— Page excerpt —

┌──

Their only complaint: too much chicken. Day after day, chicken is on the menu, Travers and Barbosa said, though residents who observe Lent have fish on Fridays this month. “I have a cookbook – ‘365 Ways to Cook Chicken,’” Travers joked. She and Barbosa said they knew that the dependence on chicken is “a budget thing.” Allyah Landestoy, a CHA project manager who shepherded and now oversees the Fresh Meals program, agreed.

Residents in senior and disabled CHA developments may already get food under programs such as the Somerville-Cambridge Elder Services’ meals on wheels or grocery deliveries from local food pantries. But the food comes to their apartment rather than a community room, where they can eat with others.

Travers said she welcomed the social aspect of Fresh Meals, interrupting an interview several times to wave and greet other residents and once alerting a friend who loves Greek salads: “Maria! Greek salad!” Maria responded with a thumbs-up.

Still, many on the Millers River meals line got their portion in a container and took it away. There were only about a dozen people eating in the community room, and overall numbers in February were modest: 885 lunches and 111 breakfasts, Landestoy said.

CHA’s contract with Stock Pot Malden promises to cut the authority’s costs for the program after the first year – and the first year is covered by $750,000 from the City of Cambridge in American Rescue Plan Act funds, federal money meant to offset the impacts of the pandemic. “The pandemic was especially hard for at-risk populations like seniors and people with disabilities, leading to food insecurity and an increase in isolation in this group,” CHA said in a memo on the program.

To reduce costs to the authority, the agreement with Stock Pot Malden gives the Malden company – in this case the Stock Pot chef Rivera-Cosme – use of the Millers River kitchen outside of CHA meals so Rivera-Cosme can sell food to his own customers such as day care centers.

Working for Somerville chefs

Edwin Rivera-Cosme, right, and assistant Jacob Pineda serve Monday at Millers River. (Photo: Sue Reinert)

Stock Pot’s earnings from outside sales will offset the cost of the CHA program; for example, overhead costs such as Rivera-Cosme’s salary comes from the outside sales after this year, according to a memo on the contract presented to CHA commissioners Nov. 28 before they approved the agreement. Rivera-Cosme said Monday that his catering and food delivery company, The Freakin’ Puerto Ricans Fusion Food, based in Somerville, already has two day care customers in Brockton and Mattapan and “a food truck in the works.” State red tape prevented him from operating a food truck previously, he said.

“Our goal is to get child care, schools, elderly homes,” he said. The “fusion” label, he said, is because “I don’t want it to be boring. I’ve worked at so many places, I started mixing things.”

Residents are asked to pay $2 for a meal, although they won’t be turned away if they don’t; staff members can also get meals at the sites for $4. CHA will pay the difference between the cost of meals and the revenues.

The company behind the program

Stock Pot was established in 2014 as a for-profit company with a social mission: Provide affordable meals to “economically disadvantaged” children, older people and families; help nonwhite and ethnically and culturally diverse entrepreneurs to provide meals and start their own business; and improve Malden’s economy. The company is owned by a “social angel impact fund” called Co-Creation Ventures that wanted to support a local shared kitchen to demonstrate the power of helping a “local community of under-resourced food startups” to improve the quality of food given to “underserved” community entities such as schools, seniors and families, Stock Pot says on its website.

Stock Pot Malden has two commercial kitchens in Malden where it rents spaces at below-market rent to its target of diverse food startups. It also offers a two-year incubator program in which it guarantees income to selected entrepreneurs who can use the company’s kitchens for their own business and agree to provide meals to Stock Pot’s school and senior center customers. The company says it and partners served 3 million meals during the pandemic.

The housing authority hopes to expand its onsite meals program to other senior and disabled developments that do not have commercial kitchens, as well as family developments, Landestoy said.

└──

[Saved entries]
┌──

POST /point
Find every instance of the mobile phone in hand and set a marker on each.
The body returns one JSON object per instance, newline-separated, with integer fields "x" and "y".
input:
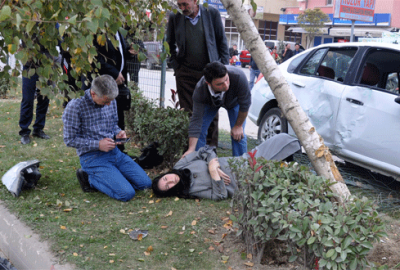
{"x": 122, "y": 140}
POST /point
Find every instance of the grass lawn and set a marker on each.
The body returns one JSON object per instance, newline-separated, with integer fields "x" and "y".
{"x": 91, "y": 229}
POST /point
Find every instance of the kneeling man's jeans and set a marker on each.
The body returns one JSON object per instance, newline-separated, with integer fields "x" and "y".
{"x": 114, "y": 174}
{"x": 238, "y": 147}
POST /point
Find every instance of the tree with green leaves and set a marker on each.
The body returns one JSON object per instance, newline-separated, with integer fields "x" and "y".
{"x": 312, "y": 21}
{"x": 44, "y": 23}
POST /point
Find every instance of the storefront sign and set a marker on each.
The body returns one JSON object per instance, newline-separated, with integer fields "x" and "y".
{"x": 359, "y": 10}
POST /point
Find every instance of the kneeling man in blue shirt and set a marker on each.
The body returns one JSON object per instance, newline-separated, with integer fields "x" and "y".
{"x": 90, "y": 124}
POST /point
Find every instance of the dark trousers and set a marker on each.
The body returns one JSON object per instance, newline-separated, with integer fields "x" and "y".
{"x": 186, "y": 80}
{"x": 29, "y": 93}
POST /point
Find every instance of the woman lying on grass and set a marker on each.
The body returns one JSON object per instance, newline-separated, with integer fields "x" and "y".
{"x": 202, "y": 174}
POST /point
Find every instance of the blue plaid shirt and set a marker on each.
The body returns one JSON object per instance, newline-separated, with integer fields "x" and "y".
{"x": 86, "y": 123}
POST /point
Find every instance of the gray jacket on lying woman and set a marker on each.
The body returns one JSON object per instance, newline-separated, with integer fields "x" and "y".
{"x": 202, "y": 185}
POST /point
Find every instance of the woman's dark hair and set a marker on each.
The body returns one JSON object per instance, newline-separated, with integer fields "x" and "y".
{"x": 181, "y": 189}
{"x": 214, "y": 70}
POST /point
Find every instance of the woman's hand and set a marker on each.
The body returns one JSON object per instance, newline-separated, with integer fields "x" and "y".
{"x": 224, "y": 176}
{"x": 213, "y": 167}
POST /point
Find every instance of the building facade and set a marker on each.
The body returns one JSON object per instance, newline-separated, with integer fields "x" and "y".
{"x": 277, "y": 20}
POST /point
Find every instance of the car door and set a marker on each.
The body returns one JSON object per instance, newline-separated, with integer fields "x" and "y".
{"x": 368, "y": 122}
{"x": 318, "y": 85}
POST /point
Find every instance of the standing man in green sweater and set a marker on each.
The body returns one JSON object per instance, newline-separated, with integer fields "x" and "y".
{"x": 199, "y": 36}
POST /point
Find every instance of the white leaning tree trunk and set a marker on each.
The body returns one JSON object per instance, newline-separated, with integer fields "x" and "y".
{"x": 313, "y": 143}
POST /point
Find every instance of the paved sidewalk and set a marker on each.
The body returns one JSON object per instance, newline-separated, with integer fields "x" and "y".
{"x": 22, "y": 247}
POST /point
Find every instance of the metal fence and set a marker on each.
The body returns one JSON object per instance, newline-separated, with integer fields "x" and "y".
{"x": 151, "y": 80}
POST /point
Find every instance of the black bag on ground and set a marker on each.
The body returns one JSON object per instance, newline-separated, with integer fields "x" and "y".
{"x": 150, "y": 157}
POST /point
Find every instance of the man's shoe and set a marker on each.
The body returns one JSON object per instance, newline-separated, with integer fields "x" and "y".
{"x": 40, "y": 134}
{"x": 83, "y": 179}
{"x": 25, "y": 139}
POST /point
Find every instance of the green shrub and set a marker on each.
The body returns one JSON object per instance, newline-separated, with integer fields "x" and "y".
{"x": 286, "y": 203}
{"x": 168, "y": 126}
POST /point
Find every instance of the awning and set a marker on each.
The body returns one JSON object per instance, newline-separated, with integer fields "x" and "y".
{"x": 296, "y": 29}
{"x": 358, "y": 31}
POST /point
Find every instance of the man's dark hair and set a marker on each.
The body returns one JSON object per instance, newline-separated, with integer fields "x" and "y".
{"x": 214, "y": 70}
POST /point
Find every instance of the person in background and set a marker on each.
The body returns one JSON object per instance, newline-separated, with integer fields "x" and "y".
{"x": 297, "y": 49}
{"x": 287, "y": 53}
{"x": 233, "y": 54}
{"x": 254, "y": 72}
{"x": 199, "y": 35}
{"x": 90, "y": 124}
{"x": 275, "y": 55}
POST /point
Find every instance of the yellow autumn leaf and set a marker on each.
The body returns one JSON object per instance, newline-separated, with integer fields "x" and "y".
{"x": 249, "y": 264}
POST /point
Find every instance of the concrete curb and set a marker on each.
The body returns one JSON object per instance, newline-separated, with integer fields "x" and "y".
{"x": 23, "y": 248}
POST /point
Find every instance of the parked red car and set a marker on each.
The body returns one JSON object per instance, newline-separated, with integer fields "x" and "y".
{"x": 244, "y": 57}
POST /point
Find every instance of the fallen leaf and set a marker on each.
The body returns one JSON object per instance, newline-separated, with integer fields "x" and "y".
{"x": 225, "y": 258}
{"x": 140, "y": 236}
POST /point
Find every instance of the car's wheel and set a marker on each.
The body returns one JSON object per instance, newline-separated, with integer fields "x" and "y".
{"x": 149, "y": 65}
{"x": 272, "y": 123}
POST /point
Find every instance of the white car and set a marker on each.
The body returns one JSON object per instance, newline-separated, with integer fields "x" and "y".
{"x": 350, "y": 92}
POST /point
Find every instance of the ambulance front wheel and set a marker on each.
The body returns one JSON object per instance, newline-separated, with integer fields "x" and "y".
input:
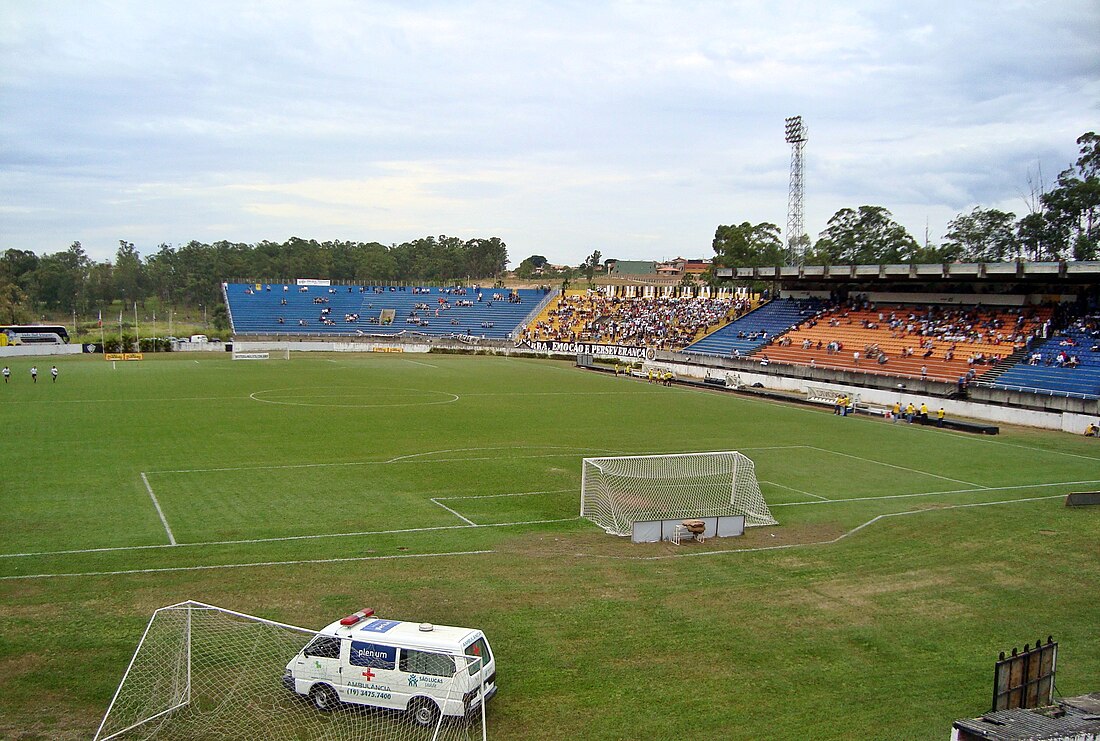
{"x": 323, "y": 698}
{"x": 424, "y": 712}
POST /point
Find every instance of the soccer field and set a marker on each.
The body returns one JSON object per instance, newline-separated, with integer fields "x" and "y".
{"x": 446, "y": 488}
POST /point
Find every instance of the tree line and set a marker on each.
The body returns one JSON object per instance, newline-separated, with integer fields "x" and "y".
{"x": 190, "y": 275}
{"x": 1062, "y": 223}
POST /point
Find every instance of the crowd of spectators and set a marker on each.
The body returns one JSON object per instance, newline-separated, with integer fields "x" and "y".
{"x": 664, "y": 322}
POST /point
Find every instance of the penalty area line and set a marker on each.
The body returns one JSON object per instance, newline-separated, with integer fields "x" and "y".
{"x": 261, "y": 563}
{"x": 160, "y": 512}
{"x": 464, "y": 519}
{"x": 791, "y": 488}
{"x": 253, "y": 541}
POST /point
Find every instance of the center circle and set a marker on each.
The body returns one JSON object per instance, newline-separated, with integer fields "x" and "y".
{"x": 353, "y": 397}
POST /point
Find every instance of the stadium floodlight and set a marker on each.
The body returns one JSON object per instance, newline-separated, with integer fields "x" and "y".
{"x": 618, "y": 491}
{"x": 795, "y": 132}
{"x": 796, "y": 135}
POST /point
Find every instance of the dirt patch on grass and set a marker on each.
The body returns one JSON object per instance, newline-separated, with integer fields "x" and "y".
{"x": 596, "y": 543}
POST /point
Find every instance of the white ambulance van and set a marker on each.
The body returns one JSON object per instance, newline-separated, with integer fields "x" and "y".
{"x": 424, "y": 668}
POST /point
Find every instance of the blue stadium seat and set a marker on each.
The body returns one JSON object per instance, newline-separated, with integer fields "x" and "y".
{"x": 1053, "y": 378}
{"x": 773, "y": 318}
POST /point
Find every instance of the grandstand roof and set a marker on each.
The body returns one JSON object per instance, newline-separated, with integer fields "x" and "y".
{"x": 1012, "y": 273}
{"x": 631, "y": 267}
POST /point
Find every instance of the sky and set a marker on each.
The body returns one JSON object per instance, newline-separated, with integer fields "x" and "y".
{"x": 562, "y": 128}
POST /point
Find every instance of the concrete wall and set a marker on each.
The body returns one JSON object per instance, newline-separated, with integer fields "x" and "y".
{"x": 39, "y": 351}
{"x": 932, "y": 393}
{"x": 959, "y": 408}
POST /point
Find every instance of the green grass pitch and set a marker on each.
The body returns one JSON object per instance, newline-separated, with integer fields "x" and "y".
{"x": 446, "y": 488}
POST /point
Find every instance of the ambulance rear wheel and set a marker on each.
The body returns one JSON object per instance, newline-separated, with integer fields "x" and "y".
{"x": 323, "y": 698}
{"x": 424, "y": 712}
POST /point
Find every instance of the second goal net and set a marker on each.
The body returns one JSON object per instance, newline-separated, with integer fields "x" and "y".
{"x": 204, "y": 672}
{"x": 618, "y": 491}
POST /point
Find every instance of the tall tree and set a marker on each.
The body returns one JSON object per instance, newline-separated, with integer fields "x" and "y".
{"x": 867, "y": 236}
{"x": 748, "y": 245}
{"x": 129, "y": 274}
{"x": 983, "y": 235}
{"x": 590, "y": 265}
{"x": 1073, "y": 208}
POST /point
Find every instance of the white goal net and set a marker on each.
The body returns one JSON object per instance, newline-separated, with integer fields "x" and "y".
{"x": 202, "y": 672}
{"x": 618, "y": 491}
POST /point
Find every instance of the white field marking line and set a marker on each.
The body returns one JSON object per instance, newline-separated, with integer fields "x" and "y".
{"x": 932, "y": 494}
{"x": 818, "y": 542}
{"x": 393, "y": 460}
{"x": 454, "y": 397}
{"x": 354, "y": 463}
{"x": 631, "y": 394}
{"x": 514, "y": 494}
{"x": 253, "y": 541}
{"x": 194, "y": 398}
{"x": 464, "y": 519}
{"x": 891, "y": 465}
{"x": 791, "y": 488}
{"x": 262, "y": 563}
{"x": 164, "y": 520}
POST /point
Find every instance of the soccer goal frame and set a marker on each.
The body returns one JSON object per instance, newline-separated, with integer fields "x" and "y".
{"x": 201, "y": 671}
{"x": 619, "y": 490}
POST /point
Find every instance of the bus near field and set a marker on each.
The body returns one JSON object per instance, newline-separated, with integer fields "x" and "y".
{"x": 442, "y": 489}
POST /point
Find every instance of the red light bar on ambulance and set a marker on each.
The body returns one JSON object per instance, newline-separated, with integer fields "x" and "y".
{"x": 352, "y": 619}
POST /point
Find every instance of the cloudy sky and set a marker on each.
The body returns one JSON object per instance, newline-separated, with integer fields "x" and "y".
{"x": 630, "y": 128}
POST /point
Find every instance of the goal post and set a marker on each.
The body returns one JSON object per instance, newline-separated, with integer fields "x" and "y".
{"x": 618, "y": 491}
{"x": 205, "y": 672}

└──

— Task list —
[a] According to the Fresh Meals program article, in what year was Stock Pot established?
[b] From the Fresh Meals program article, write out the text from "CHA’s contract with" up to and including "day care centers.".

— Solutions to each task —
[a] 2014

[b]
CHA’s contract with Stock Pot Malden promises to cut the authority’s costs for the program after the first year – and the first year is covered by $750,000 from the City of Cambridge in American Rescue Plan Act funds, federal money meant to offset the impacts of the pandemic. “The pandemic was especially hard for at-risk populations like seniors and people with disabilities, leading to food insecurity and an increase in isolation in this group,” CHA said in a memo on the program.

To reduce costs to the authority, the agreement with Stock Pot Malden gives the Malden company – in this case the Stock Pot chef Rivera-Cosme – use of the Millers River kitchen outside of CHA meals so Rivera-Cosme can sell food to his own customers such as day care centers.